→ **Requirements**
A: In the velodrome thread, why does Slinkyunicorn say they are surprised Mark Cavendish has any clean clothes at all?
B: From the velodrome thread, copy out the passage starting with "## Rowreach (4" and going on through "the preppy look.".

→ **Supplied passage**
• • • • •

# Filth at the velodrome



## Boxers (4 August 2012)

Just watching the chat at the velodrome and there's one guy called Mark Cavendish on there, well I have never seen such dirty jeans!  He looks as if he has just come in from work on a building site or something.


----------



## bongo-girl (4 August 2012)

_there's one guy called Mark Cavendish on there, _

Never heard of him......


----------



## Slinkyunicorn (4 August 2012)

That'll be Mark Cavendish the winner of 4 stages of the TdeF and GB cyclist you are talking about - seeing how he won't have seen his home in about 5 weeks I am surprised he has any clean clothes at all.......


----------



## LizzieJ (4 August 2012)

Boxers said:



			there's one guy called Mark Cavendish on there
		
Click to expand...

  one guy... THE Mark Cavendish, I would think he's allowed dirty jeans after what he's been doing tbh!


----------



## Boxers (4 August 2012)

Slinkyunicorn said:



			That'll be Mark Cavendish the winner of 4 stages of the TdeF and GB cyclist you are talking about - seeing how he won't have seen his home in about 5 weeks I am surprised he has any clean clothes at all.......

Click to expand...

I would imagine there are laundry facilites at the olympic village


----------



## Slinkyunicorn (4 August 2012)

Boxers said:



			I would imagine there are laundry facilites at the olympic village
		
Click to expand...

I should imagine there are - the point is he obviously doens't consider it important in relation to the events he has been competing in over the past few weeks........


----------



## armchair_rider (4 August 2012)

Maybe it's go faster stripes. Just very close together


----------



## Rowreach (4 August 2012)

My sons advise me that jeans with the ingrained dirt look are the height of fashion ............


----------



## Mithras (4 August 2012)

I think the jeans are meant to look like that.  I thought they were quite nice.  Can't stand the preppy look.

• • • • •

→ **Stored data**
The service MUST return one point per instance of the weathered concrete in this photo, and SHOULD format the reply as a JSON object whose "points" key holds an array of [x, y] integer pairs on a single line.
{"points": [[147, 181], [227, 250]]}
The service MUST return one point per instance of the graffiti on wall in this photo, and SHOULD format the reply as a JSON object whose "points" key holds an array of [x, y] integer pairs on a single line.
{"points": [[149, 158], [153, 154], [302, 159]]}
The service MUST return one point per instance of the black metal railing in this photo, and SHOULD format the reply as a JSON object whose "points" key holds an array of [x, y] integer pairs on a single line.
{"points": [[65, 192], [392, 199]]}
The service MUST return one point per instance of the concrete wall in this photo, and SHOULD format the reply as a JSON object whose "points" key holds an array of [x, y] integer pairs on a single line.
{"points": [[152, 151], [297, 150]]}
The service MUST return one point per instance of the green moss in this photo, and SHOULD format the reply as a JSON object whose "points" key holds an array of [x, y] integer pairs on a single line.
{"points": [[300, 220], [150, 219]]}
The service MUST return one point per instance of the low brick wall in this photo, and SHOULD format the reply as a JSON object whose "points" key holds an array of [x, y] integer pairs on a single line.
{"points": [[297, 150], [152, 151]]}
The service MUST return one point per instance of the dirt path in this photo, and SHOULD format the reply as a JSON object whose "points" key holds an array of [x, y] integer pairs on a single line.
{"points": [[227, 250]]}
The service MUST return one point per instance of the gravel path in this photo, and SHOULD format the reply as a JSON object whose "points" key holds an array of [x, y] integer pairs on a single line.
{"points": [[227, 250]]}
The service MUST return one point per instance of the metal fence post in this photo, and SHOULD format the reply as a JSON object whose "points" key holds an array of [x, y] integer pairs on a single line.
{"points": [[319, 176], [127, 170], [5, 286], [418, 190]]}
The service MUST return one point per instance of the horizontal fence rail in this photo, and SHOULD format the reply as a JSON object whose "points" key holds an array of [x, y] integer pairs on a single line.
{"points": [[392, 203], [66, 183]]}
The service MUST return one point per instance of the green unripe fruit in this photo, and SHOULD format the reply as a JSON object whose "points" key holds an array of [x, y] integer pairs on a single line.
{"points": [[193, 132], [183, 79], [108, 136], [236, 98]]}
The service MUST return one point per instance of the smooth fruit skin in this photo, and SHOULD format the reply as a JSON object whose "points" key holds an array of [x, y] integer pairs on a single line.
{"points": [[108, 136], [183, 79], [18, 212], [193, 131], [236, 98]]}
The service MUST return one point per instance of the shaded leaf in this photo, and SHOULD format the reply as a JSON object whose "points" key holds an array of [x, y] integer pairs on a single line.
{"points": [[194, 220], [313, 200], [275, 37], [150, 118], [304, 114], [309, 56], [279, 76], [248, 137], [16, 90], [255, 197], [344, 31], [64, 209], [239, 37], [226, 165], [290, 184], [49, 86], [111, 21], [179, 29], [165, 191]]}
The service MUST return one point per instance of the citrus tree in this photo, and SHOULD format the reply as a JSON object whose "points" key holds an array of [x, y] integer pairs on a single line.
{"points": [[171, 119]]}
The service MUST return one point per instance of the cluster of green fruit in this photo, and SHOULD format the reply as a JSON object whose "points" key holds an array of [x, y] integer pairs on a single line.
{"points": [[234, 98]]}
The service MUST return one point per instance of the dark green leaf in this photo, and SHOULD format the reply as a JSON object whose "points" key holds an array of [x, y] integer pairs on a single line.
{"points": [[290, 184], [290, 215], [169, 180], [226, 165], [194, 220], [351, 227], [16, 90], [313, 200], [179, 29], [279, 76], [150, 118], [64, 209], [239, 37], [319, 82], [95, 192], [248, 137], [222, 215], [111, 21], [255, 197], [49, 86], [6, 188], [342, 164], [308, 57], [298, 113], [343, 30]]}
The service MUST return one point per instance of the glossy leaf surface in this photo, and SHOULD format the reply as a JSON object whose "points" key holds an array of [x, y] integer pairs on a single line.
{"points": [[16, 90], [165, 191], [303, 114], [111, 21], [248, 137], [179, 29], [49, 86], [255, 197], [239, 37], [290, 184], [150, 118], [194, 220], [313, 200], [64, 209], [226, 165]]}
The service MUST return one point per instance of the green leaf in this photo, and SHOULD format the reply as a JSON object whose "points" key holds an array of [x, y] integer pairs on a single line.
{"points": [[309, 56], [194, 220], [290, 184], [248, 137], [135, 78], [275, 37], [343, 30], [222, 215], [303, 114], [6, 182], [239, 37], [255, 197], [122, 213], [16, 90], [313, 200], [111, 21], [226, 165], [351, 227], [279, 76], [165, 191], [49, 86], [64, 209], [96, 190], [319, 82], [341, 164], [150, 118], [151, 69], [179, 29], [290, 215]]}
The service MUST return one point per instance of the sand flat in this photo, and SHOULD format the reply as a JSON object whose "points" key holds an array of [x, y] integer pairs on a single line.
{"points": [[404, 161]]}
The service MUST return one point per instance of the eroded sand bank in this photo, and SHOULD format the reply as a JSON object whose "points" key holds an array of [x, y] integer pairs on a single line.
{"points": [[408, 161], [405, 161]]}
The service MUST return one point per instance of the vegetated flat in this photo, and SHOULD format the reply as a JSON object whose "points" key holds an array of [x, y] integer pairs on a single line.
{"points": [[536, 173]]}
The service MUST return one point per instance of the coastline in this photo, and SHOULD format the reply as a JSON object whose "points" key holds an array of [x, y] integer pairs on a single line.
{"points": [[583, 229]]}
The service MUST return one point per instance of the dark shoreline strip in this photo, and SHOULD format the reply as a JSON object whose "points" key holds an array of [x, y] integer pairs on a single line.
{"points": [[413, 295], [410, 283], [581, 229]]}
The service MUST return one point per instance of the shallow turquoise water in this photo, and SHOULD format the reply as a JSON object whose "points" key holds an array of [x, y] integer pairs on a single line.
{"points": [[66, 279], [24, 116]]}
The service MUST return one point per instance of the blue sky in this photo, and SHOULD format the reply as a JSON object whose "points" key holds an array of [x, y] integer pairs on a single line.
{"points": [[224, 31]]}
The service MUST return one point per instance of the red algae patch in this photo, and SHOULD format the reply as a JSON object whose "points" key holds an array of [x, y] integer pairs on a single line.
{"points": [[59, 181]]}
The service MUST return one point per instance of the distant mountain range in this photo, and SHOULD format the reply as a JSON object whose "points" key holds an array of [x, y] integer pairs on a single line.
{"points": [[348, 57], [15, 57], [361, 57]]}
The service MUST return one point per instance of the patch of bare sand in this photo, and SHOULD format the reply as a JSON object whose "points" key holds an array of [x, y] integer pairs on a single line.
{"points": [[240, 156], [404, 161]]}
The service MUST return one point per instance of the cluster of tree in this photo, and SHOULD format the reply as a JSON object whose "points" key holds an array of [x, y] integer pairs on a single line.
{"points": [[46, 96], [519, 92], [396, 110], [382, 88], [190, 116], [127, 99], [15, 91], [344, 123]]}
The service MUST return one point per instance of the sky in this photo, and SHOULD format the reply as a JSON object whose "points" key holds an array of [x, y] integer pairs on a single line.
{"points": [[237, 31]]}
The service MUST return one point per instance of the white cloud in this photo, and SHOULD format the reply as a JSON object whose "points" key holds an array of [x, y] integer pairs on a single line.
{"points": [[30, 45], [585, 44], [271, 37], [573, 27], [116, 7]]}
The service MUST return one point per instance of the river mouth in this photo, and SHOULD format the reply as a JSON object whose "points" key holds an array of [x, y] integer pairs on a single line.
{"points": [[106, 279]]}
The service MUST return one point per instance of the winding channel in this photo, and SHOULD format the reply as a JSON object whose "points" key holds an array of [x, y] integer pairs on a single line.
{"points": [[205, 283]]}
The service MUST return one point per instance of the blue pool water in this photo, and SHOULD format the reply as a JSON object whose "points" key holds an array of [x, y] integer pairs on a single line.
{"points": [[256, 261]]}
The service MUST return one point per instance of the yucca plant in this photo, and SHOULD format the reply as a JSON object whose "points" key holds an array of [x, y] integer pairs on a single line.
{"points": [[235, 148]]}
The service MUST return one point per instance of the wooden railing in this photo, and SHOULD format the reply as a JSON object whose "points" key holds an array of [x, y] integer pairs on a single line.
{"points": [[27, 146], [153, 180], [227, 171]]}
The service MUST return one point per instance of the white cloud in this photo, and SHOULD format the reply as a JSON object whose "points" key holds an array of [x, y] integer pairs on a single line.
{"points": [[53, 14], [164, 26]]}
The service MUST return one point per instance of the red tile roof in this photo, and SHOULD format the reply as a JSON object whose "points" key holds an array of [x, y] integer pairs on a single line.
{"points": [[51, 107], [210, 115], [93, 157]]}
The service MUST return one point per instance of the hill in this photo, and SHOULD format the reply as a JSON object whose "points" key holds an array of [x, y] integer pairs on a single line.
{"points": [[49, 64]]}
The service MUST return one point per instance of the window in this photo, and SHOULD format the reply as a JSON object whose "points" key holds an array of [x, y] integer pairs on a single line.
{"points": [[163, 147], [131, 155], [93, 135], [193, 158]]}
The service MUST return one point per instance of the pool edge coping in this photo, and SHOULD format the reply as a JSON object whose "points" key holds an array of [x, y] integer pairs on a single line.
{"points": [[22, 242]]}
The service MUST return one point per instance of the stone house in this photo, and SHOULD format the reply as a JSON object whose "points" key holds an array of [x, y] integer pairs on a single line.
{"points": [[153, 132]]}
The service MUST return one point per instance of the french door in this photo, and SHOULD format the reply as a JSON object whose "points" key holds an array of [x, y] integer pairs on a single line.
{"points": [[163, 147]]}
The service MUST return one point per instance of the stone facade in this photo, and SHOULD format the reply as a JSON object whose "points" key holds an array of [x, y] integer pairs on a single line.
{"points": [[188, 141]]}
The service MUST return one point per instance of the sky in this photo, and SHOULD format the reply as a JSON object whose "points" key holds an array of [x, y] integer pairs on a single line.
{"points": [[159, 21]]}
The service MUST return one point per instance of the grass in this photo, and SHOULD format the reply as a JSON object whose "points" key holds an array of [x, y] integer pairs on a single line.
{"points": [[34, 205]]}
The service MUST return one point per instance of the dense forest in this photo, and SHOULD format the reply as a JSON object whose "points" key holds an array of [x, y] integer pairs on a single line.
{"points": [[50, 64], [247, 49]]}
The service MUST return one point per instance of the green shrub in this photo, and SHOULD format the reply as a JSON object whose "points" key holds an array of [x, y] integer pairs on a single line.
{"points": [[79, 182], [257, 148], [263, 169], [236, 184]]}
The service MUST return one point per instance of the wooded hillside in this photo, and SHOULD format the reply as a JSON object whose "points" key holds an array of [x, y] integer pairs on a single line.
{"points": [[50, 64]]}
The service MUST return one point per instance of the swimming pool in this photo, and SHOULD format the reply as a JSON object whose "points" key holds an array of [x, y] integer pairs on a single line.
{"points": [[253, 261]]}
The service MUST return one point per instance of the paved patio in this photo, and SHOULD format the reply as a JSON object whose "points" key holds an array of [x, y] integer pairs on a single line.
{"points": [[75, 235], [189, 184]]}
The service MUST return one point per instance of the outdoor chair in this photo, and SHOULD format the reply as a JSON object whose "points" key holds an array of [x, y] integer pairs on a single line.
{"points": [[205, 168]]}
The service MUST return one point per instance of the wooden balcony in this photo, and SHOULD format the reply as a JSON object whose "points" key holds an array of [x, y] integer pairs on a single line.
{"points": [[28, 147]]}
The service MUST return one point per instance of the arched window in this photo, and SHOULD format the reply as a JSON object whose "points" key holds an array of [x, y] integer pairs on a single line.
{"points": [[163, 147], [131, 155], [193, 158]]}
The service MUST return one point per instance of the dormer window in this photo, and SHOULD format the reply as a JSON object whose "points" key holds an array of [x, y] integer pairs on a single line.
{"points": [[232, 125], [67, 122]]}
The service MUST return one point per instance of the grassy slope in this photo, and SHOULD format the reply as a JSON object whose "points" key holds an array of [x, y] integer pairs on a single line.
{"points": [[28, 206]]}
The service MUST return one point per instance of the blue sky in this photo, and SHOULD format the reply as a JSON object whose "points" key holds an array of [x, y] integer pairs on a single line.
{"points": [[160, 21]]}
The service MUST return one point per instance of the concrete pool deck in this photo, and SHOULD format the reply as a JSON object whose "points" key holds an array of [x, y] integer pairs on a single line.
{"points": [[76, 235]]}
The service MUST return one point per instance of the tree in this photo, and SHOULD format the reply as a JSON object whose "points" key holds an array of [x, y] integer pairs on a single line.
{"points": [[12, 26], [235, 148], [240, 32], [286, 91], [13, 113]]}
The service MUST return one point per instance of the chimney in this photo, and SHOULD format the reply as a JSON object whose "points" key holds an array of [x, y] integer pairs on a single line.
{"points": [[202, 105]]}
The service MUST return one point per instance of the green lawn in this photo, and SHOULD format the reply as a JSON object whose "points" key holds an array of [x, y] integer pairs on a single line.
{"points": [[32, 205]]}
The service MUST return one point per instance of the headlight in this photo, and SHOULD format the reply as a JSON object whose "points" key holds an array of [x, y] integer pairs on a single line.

• • • • •

→ **Answers for the exercise**
A: Slinkyunicorn points out that Cavendish won't have seen his home in about five weeks.

B:
## Rowreach (4 August 2012)

My sons advise me that jeans with the ingrained dirt look are the height of fashion ............


----------



## Mithras (4 August 2012)

I think the jeans are meant to look like that.  I thought they were quite nice.  Can't stand the preppy look.